### Entries supplied ###
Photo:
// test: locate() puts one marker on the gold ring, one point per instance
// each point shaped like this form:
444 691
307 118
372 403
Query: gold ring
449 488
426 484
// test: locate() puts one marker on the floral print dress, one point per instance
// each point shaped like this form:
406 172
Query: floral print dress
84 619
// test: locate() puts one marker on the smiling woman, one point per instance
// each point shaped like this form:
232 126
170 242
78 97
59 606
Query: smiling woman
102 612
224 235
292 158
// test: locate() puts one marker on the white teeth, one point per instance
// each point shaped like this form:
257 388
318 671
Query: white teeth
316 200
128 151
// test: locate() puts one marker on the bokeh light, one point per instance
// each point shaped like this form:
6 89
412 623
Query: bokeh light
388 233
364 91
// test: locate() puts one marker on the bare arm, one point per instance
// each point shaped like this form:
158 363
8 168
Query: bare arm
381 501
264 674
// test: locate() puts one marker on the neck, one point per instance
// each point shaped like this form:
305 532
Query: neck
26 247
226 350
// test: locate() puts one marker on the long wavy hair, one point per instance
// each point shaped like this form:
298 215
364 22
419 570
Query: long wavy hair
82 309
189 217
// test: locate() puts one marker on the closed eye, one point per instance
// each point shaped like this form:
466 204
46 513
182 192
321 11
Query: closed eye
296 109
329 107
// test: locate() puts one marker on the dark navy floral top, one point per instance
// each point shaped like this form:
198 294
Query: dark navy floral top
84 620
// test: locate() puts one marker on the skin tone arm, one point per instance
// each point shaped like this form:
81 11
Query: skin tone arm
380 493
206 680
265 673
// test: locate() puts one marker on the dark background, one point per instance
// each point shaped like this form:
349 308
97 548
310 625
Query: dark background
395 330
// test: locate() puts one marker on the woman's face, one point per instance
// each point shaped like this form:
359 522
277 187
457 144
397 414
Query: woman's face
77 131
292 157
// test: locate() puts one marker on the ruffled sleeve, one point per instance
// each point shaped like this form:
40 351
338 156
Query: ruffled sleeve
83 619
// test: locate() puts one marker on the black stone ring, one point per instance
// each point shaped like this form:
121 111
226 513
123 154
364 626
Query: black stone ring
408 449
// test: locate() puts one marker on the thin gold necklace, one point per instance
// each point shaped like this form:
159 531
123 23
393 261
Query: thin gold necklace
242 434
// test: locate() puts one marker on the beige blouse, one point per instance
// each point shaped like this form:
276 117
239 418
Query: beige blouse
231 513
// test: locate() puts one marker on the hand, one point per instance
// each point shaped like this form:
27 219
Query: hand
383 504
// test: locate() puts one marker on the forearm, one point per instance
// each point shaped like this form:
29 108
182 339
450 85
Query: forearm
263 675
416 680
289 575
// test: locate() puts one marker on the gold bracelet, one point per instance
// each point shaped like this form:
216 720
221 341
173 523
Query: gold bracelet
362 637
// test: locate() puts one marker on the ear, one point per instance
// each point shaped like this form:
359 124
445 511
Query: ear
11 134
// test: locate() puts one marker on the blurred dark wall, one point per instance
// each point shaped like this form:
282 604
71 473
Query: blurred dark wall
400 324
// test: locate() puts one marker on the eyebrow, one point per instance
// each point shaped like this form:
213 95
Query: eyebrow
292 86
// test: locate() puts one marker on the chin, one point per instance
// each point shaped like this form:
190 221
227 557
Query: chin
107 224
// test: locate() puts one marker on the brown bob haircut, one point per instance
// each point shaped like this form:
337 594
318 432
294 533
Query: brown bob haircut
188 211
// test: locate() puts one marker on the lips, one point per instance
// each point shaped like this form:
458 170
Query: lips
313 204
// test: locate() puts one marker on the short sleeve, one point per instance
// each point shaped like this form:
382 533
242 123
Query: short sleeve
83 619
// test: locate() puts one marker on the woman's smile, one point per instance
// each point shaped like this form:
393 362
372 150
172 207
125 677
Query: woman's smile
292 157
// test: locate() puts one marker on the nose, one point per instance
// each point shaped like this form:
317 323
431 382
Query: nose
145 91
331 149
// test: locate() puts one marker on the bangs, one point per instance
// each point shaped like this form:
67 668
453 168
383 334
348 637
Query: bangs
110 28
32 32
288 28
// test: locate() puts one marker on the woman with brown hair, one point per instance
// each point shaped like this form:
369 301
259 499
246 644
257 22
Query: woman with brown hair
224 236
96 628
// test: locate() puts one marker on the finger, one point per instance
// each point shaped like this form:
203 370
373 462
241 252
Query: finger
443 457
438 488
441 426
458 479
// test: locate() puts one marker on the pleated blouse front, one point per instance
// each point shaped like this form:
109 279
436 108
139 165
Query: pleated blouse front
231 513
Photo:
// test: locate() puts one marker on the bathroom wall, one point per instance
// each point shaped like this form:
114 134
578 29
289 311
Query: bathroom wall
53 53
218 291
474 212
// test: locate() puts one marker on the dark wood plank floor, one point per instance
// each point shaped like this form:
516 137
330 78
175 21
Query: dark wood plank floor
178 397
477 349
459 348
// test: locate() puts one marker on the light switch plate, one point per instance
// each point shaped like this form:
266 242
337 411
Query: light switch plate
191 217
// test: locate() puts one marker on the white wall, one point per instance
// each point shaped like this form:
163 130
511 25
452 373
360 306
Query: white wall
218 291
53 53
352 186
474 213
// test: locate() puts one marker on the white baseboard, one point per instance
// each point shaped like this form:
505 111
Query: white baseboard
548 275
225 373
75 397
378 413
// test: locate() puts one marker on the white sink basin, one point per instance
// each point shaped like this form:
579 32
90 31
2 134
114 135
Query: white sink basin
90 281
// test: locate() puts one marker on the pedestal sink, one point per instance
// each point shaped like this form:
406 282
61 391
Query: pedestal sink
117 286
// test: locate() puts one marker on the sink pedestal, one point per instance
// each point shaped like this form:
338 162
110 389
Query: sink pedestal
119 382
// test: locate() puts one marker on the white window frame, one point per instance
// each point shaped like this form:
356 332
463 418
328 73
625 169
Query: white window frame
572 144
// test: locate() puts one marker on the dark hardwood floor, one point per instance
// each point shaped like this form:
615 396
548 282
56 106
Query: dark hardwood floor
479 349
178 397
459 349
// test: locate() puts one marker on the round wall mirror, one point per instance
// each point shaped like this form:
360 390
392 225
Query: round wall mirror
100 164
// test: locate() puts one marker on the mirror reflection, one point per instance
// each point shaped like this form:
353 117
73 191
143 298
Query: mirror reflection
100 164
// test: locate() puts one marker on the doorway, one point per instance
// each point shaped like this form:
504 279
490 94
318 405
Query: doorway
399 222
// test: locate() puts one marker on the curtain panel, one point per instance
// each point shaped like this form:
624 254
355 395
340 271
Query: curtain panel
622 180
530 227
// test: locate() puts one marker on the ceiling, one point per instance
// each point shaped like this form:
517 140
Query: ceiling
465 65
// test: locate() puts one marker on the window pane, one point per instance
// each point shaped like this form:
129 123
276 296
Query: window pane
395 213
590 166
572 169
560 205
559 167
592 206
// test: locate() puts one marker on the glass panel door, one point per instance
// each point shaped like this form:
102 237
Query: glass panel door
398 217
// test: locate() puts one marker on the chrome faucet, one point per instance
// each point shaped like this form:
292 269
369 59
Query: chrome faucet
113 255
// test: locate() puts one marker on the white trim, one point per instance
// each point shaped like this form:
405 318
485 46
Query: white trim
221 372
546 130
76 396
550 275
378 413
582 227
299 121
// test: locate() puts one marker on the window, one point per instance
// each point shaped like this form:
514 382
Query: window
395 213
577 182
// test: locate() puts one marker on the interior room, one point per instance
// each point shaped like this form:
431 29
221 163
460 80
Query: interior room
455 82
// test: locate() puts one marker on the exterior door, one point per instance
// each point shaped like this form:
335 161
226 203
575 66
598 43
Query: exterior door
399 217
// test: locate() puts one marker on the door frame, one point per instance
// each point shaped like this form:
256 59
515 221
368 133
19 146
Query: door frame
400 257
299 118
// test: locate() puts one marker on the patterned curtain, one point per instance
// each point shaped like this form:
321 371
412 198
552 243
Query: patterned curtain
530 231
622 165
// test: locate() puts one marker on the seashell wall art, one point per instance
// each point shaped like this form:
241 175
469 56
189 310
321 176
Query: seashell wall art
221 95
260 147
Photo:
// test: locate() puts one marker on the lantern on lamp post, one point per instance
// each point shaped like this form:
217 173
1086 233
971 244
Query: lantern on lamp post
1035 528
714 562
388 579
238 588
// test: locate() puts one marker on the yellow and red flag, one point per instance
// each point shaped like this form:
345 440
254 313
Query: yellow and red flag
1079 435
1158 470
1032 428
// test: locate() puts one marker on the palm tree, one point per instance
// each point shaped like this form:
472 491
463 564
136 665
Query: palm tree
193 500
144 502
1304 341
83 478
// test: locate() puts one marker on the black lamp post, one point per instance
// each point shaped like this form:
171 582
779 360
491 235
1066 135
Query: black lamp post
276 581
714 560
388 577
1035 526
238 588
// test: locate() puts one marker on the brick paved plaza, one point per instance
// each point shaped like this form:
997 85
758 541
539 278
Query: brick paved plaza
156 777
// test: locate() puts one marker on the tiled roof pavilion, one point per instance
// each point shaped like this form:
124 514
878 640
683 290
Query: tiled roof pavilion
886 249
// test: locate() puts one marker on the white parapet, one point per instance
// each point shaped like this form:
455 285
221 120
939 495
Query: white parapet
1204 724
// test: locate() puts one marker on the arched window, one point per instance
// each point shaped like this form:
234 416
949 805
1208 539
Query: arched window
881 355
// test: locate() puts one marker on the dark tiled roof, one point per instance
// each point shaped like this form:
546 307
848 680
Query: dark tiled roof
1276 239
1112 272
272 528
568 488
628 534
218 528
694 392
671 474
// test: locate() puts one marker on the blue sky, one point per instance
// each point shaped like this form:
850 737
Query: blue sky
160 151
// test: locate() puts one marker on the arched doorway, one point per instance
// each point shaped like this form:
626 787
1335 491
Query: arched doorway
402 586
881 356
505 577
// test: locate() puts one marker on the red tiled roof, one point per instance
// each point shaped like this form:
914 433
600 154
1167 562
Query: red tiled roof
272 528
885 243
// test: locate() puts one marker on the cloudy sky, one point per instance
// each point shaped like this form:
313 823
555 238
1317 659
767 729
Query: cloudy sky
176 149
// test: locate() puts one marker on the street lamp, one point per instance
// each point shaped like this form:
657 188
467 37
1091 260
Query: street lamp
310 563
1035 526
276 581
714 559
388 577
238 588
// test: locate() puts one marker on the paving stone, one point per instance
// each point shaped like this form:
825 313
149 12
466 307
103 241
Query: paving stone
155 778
###
> Work instruction: Produce only the lines from the line containing "forearm, one point per instance" through the line containing "nose, one point per instance", inclusive of both, exactly as they stand in the entries above.

> Answer to the exercise:
// test: locate() puts one marker on the forearm, one point per instance
// each point shaped like this form:
29 108
182 339
450 85
Query: forearm
263 675
416 680
289 575
// test: locate() puts one marker on the gold bracelet, one point per instance
// each point shaped like this form:
216 720
221 341
173 523
Query: gold bracelet
362 637
// test: locate() puts one marker on the ear, one point per instance
// each point shaped like this form:
359 124
445 511
Query: ear
11 134
// test: locate() puts one marker on the blurred dark wall, one point per instance
// each point shaped like this form:
282 604
71 473
Query: blurred dark wall
400 324
// test: locate() puts one marker on the eyebrow, one point per instance
// each point shaped like this form:
213 95
Query: eyebrow
292 86
// test: locate() puts one marker on the chin, one point per instance
// each point shaped like this form:
190 221
227 557
Query: chin
107 224
// test: locate() puts one marker on the brown bob haircut, one point per instance
// each point shaped like this form:
337 594
318 432
294 533
Query: brown bob haircut
188 211
// test: locate() puts one marker on the lips, one point per instance
// each point shaped like this form:
458 170
Query: lips
313 204
// test: locate() puts one marker on the short sleeve, one point per instance
// each point shaped like this form:
382 533
242 123
Query: short sleeve
83 619
// test: locate() puts one marker on the woman's smile, one point per instance
// each point shaped like this form:
393 362
372 150
172 207
125 677
Query: woman's smile
292 157
// test: locate() puts one marker on the nose, one point per instance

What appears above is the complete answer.